---------- PASSAGE GIVEN ----------
The random rantings of a concerned programmer.

A centralized system for sharing sensitive content

June 20th, 2011 | Category: Random

I have too many stupid ideas which I’ll never have enough time to implement. Despite that, some of them I’d really like to see implemented because I bloody need them. So please someone steal this and implement it, even though it’s a stupid piece of trash ;_;

Overview

The goal is to combine the easy-to-use native interfaces of DropBox (http://www.dropbox.com/) with the paranoid strong-encryption cryptography of Tarsnap (http://www.tarsnap.com/) to create a cloud-based sharable storage system where you can share content with yourself and other people, but not even the server providers can see the content being shared.

Deficits in Existing Systems

DropBox

DropBox is a service for easily storing and sharing content in the cloud — after registering an account, it effectively presents itself as a file share on your local machine (Windows, OSX, Linux, etc). Any changes to the data on the file share are automatically and seamlessly propagated to the central server, and from there to any other clients looking at those files. Effectively, it’s a USB drive that’s stored on the internet.

Their shell integration is critical to their success — a naive user can simply run the software and interact with it in the same manner as a USB thumb drive. Because it exposes itself as a logical volume, applications can interface with it out-of-the-box.
----------
EXERCISE SET ->
(A) Extract the part of the blog post from "DropBox is a" up to and including "on the internet.".
(B) In the blog post, how does DropBox present itself on a local machine after an account is registered?
(C) For each statement, say whether it agrees with the blog post, and quote the words that decide it.
(i) The post is filed under the category Random.
(ii) Under the proposed system, the server providers could see the content being shared.
(iii) The post likens DropBox to a USB drive stored on the internet.
The lines come from a different source than the blog post.
---------- DATASET ROWS ----------
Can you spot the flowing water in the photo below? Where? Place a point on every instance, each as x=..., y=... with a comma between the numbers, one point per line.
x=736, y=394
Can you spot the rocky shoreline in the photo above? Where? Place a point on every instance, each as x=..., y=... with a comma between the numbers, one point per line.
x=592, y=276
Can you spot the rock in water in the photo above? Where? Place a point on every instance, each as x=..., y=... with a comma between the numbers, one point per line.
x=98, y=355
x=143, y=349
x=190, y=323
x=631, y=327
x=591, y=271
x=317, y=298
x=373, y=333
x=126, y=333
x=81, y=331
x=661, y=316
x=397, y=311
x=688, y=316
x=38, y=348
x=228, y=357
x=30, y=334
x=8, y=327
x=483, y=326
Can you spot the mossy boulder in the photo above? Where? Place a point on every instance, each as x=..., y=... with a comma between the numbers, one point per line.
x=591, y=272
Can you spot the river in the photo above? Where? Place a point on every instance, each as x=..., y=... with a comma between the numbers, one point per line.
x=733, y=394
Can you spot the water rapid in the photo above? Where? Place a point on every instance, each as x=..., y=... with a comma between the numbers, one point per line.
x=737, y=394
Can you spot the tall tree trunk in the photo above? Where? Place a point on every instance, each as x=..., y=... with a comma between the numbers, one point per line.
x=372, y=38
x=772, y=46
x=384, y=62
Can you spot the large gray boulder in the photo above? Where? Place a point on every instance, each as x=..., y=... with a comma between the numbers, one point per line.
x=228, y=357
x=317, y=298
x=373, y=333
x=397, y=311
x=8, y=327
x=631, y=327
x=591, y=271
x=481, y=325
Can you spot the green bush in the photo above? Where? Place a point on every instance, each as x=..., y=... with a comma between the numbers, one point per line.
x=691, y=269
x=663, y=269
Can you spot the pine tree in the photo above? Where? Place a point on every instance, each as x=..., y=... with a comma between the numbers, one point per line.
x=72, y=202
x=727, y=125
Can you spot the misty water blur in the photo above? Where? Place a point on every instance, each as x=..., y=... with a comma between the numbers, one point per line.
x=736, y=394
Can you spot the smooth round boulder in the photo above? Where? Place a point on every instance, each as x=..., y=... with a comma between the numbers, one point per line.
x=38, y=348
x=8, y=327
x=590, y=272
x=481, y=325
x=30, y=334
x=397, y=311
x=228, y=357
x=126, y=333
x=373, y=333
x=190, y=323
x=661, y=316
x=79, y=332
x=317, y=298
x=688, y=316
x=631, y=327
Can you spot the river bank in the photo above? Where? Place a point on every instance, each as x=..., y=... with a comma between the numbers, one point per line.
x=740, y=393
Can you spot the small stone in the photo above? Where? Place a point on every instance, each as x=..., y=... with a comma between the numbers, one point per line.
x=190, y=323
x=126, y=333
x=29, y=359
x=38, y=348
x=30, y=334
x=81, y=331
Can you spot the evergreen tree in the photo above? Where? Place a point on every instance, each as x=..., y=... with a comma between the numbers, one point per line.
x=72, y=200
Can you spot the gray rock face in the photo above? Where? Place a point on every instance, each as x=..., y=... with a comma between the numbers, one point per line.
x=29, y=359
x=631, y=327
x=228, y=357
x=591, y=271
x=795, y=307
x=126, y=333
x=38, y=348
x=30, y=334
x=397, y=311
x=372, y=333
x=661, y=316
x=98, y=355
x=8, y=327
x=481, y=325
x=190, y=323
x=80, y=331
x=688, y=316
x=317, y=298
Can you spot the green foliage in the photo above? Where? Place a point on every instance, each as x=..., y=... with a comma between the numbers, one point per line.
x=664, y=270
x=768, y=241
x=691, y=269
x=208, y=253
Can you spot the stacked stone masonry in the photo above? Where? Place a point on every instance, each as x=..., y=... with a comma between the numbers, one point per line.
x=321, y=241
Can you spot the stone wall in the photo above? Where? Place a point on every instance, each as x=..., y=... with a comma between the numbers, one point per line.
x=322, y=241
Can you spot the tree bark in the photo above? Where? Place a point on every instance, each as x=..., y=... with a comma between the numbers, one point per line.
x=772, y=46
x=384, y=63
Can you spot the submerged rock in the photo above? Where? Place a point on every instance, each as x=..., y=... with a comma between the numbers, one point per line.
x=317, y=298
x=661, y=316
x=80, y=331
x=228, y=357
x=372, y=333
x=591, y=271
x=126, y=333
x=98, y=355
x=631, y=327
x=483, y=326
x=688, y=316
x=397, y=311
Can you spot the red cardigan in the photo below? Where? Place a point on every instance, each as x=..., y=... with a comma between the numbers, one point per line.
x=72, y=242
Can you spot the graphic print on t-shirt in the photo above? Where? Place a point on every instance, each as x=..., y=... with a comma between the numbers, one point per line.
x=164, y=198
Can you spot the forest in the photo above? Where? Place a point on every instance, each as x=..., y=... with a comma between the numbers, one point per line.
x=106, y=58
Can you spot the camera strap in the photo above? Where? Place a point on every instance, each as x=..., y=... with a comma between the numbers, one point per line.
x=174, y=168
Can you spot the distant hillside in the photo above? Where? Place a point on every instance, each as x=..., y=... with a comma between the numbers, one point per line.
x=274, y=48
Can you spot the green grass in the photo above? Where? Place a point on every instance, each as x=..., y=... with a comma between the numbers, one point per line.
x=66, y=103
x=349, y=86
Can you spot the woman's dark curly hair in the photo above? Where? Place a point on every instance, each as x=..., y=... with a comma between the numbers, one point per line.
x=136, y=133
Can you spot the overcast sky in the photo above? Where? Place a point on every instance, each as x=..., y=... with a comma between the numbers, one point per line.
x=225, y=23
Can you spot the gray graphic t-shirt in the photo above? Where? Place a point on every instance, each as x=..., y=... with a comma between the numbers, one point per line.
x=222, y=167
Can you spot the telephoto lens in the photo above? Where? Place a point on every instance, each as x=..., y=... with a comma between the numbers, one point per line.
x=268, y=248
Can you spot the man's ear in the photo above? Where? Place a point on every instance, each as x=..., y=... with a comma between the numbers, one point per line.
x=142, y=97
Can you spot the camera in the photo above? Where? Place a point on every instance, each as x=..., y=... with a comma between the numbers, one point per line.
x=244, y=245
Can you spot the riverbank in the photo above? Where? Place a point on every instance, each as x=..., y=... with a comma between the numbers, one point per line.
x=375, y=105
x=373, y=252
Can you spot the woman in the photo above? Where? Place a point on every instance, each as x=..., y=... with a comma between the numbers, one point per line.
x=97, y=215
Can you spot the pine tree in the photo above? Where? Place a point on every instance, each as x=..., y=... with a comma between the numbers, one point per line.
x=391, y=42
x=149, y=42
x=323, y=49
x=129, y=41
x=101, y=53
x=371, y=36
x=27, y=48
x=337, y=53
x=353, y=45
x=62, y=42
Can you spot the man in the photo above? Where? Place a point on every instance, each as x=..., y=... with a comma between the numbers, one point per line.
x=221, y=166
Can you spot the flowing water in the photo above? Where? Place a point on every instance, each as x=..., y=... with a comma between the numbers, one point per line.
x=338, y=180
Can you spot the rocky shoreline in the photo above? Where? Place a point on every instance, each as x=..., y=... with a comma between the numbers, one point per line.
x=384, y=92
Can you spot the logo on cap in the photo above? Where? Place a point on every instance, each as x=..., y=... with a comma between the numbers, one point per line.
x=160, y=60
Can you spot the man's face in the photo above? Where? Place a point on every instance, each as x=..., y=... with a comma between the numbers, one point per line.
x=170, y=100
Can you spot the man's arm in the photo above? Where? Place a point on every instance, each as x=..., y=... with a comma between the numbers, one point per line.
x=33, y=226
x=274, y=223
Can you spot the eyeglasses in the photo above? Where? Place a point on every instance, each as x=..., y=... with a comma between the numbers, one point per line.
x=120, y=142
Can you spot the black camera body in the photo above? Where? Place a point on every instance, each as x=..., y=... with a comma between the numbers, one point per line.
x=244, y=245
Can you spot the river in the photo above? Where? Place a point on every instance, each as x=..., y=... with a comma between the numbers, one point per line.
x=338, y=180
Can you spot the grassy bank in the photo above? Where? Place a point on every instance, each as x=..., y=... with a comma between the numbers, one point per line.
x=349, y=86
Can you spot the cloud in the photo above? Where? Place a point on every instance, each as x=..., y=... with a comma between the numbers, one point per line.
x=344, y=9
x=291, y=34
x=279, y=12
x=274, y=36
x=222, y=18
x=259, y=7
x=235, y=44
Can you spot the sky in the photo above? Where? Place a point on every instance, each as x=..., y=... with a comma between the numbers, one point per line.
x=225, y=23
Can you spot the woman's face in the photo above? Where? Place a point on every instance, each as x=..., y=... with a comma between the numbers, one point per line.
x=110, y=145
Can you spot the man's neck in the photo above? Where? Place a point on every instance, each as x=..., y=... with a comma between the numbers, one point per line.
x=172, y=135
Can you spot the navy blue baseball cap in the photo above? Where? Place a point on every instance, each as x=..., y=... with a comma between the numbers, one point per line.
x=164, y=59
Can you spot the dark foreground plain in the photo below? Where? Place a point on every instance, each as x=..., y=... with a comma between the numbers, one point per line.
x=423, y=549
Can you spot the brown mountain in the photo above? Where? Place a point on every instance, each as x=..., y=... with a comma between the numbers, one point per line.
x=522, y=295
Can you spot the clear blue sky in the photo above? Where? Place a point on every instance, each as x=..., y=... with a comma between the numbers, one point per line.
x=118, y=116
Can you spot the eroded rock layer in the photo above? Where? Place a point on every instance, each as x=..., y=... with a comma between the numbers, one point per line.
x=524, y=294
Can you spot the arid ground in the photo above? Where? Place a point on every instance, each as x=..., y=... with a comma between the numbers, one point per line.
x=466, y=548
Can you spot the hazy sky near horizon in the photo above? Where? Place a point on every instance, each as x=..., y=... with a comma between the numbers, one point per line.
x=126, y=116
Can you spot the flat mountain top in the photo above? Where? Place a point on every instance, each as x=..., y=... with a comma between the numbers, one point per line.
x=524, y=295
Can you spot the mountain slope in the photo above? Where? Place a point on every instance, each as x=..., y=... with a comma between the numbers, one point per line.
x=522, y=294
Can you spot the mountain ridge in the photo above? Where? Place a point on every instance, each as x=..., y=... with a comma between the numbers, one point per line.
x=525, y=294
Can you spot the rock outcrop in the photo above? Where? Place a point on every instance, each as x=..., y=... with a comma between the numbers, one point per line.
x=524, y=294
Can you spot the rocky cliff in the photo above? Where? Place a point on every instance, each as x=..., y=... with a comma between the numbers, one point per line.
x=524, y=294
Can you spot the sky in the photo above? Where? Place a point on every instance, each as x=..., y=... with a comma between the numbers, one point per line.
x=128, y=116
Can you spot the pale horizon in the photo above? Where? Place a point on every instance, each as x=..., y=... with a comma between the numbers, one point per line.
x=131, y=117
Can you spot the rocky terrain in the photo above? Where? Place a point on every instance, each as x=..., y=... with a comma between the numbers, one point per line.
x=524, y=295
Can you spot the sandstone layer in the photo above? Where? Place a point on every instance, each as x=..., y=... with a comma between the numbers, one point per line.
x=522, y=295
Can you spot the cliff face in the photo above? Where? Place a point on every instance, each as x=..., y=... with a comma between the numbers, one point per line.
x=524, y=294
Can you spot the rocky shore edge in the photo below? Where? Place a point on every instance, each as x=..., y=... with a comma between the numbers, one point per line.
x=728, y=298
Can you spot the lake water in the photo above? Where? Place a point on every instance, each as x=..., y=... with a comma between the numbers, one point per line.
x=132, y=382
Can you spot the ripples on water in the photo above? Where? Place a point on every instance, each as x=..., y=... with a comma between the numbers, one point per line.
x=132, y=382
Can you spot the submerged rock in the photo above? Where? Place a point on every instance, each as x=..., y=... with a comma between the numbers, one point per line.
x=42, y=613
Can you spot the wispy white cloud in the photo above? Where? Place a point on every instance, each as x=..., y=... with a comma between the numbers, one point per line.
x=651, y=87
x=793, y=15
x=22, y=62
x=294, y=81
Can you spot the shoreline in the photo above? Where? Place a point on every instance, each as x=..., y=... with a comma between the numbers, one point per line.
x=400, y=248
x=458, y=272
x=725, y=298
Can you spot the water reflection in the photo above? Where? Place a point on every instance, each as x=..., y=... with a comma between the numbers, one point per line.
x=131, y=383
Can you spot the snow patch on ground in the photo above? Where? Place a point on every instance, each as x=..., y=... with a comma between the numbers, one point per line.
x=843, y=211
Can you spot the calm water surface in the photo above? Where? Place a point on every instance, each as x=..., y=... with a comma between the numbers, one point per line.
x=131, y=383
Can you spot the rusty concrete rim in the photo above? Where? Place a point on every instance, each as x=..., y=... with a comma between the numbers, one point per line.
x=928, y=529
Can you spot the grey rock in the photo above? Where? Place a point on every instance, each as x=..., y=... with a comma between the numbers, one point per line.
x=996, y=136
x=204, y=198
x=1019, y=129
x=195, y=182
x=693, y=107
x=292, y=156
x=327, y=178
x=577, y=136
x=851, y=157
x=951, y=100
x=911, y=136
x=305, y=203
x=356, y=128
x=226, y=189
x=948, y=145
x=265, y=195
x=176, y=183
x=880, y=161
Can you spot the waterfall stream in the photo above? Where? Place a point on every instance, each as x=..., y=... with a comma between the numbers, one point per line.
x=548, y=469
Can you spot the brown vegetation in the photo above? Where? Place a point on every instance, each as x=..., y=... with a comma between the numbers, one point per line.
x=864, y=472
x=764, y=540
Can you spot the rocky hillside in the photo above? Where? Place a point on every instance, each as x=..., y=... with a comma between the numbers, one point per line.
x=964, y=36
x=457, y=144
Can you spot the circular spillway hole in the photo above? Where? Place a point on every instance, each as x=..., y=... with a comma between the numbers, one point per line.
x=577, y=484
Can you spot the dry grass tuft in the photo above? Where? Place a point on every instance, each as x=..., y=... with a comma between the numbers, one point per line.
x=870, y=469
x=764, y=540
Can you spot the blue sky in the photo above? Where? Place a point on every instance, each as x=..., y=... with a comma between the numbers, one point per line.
----------
RESPONSES TO THE TASKS ->
(A)
DropBox is a service for easily storing and sharing content in the cloud — after registering an account, it effectively presents itself as a file share on your local machine (Windows, OSX, Linux, etc). Any changes to the data on the file share are automatically and seamlessly propagated to the central server, and from there to any other clients looking at those files. Effectively, it’s a USB drive that’s stored on the internet.

(B) It presents itself as a file share on the local machine.

(C)
(i) Yes: "Category: Random"
(ii) No: "not even the server providers can see the content being shared"
(iii) Yes: "Effectively, it’s a USB drive that’s stored on the internet."